■ **WHAT TO DO**
Reproduce every one of the rows below word for word, leaving the pictures out of your reply.

■ **Entries for pointing and labeling**
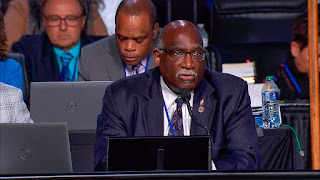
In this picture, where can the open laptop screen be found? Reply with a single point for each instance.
(77, 103)
(34, 148)
(146, 153)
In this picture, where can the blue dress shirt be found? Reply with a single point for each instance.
(11, 73)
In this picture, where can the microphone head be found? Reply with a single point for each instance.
(185, 94)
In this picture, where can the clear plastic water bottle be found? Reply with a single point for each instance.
(204, 34)
(270, 104)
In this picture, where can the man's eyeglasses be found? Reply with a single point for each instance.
(55, 20)
(176, 55)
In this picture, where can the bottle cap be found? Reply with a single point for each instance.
(269, 77)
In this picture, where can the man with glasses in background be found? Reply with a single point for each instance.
(152, 104)
(54, 55)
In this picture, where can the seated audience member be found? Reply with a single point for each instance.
(129, 51)
(107, 11)
(292, 77)
(220, 102)
(54, 55)
(11, 73)
(10, 70)
(12, 107)
(23, 18)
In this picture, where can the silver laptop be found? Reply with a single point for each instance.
(77, 103)
(34, 148)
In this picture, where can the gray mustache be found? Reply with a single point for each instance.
(186, 72)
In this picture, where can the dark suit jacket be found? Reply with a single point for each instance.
(41, 62)
(133, 106)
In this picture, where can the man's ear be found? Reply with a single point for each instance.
(155, 30)
(294, 48)
(156, 54)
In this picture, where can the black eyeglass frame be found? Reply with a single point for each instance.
(170, 52)
(76, 19)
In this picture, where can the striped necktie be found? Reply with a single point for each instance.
(176, 119)
(65, 73)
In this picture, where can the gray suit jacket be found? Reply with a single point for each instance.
(100, 61)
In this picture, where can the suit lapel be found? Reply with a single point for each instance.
(153, 107)
(204, 105)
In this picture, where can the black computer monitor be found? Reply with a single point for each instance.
(159, 153)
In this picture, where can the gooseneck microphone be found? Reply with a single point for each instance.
(185, 96)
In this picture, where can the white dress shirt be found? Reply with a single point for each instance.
(142, 68)
(169, 98)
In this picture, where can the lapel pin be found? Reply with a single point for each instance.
(201, 109)
(201, 102)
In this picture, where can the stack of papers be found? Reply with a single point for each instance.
(245, 71)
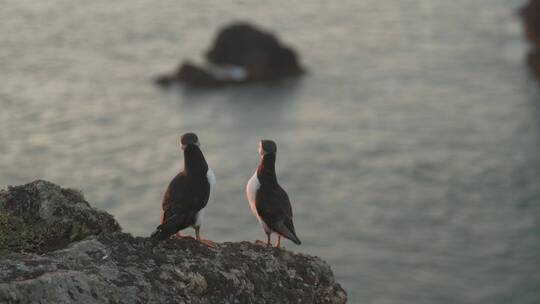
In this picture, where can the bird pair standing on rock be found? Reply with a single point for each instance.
(187, 195)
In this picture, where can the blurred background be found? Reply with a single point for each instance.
(410, 151)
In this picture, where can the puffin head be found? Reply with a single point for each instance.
(267, 146)
(189, 139)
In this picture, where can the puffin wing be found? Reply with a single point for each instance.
(274, 208)
(180, 206)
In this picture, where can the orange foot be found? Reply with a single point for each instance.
(207, 243)
(178, 235)
(259, 242)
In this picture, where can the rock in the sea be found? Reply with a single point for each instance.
(530, 15)
(241, 53)
(108, 266)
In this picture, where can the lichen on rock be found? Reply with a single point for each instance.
(99, 264)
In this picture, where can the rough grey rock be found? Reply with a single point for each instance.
(115, 267)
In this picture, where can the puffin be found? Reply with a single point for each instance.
(268, 201)
(187, 195)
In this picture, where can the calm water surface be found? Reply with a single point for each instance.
(410, 151)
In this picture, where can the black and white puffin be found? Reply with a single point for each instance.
(268, 201)
(188, 193)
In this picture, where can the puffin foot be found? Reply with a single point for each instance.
(178, 235)
(263, 243)
(208, 243)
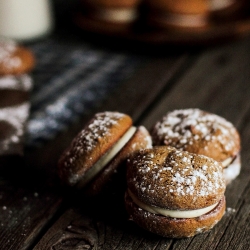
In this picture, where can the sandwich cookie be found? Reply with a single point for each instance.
(181, 14)
(114, 12)
(99, 149)
(174, 193)
(200, 132)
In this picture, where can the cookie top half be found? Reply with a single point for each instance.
(177, 180)
(199, 132)
(14, 58)
(98, 136)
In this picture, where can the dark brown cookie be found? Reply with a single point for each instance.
(94, 150)
(199, 132)
(175, 188)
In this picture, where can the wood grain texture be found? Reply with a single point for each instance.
(31, 197)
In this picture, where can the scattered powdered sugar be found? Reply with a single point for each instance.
(184, 127)
(230, 210)
(14, 116)
(89, 137)
(21, 82)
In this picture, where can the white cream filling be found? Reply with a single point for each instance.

■ **FULL OUTPUT**
In this picture, where can the open laptop screen be found? Reply with a single point for each instance.
(77, 103)
(34, 148)
(146, 153)
In this picture, where can the blue dress shirt be found? Reply with a single point for each instance.
(11, 73)
In this picture, where can the microphone head be found? Reply with a single point for each instance.
(185, 94)
In this picture, where can the clear plastic water bottle be found? Reply with a single point for each instance.
(204, 34)
(270, 104)
In this picture, where can the man's eyeglasses be found? Reply with a single point for each instance.
(55, 20)
(176, 55)
In this picture, where can the bottle cap be found? Reply with a single point for each instance.
(269, 77)
In this picture, where can the man with glasses in background be found? Reply with a single point for each instance.
(152, 104)
(54, 55)
In this picture, where can the seated audience member be found? Reply with a single point for each instance.
(129, 51)
(107, 11)
(292, 77)
(220, 102)
(54, 55)
(11, 73)
(10, 70)
(12, 107)
(23, 18)
In this picture, where can the silver laptop be found? Reply with a single point for each instance.
(77, 103)
(34, 148)
In this picture, where can the gray mustache be found? Reply with a single point for each instance.
(186, 72)
In this picture, where can the dark suit jacket be found? Reply with a single point for each instance.
(41, 62)
(133, 106)
In this picture, where can the man's ear be found? Reply with a single point for each instance.
(155, 30)
(294, 48)
(156, 54)
In this picture, where can the black eyeglass frame be found? Reply with a single point for each instance.
(170, 52)
(76, 19)
In this picture, where can the striped necktie be found? Reply with a single point for each instance.
(176, 119)
(65, 73)
In this picture, where can the gray suit jacket be found? Reply with a single point for each instance.
(100, 61)
In this picture, where can the suit lapel be found? Reply with a single point for each instance.
(153, 107)
(204, 105)
In this picture, where can the black computer monitor be found? Reply with a single point for each instance.
(159, 153)
In this picture, where can the gooseneck microphone be found? Reply with a single point for each instance.
(185, 96)
In this picture, where can the white dress shirt be found? Reply with a single point for each instance.
(142, 68)
(169, 98)
In this picture, where can the lapel pin be found? Reply with a single point for each instance.
(201, 109)
(201, 102)
In this picture, where can the stack of papers be found? Reply with a single point for each instance.
(245, 71)
In this picture, where can the bird pair standing on rock be found? Reply with a single point for each instance.
(187, 195)
In this picture, where can the blurred background be found? Reply with a single point for each instance.
(410, 151)
In this picture, where can the puffin head be found? Reply with a single point for each instance.
(267, 146)
(189, 139)
In this picture, where can the puffin wing be found? Reply with a single point for each instance.
(274, 208)
(180, 206)
In this picture, where can the orange foot be found? Reply with a single point for each instance.
(207, 243)
(178, 235)
(259, 242)
In this picture, where can the rock in the sea be found? Reply with a single point for each instance.
(530, 15)
(241, 53)
(108, 266)
In this picture, where can the lichen on rock be found? Reply with a single point for each instance.
(99, 264)
In this picture, where can the rough grey rock be found? Reply with a single point for each instance.
(115, 267)
In this picture, where can the puffin be found? Reply with a single point for each instance.
(268, 201)
(187, 195)
In this picture, where can the calm water surface be found? Reply with a single point for each instance.
(410, 151)
In this picture, where can the black and white puffin be found? Reply with a single point for each instance.
(268, 201)
(188, 193)
In this picture, where can the puffin foot be found? Reply with a single point for each instance.
(178, 235)
(263, 243)
(208, 243)
In this picture, where can the sandwich cookie be found? Reply with a single point for each instance.
(181, 14)
(114, 12)
(99, 149)
(174, 193)
(200, 132)
In this picture, where can the cookie top half be found? Reply with a single point for each instance.
(177, 180)
(199, 132)
(14, 58)
(98, 136)
In this picture, where can the dark brown cookie be found? Reply with a single point for each instance.
(94, 150)
(199, 132)
(175, 188)
In this picture, where can the wood grain texture be found? Reply with a single point for each instance.
(31, 197)
In this picture, where can the scattered powdered sugar be found? Reply with a single point for each instance.
(184, 127)
(230, 210)
(14, 116)
(89, 137)
(21, 82)
In this picture, where can the white cream filling be found? Reply with a single point for each instance.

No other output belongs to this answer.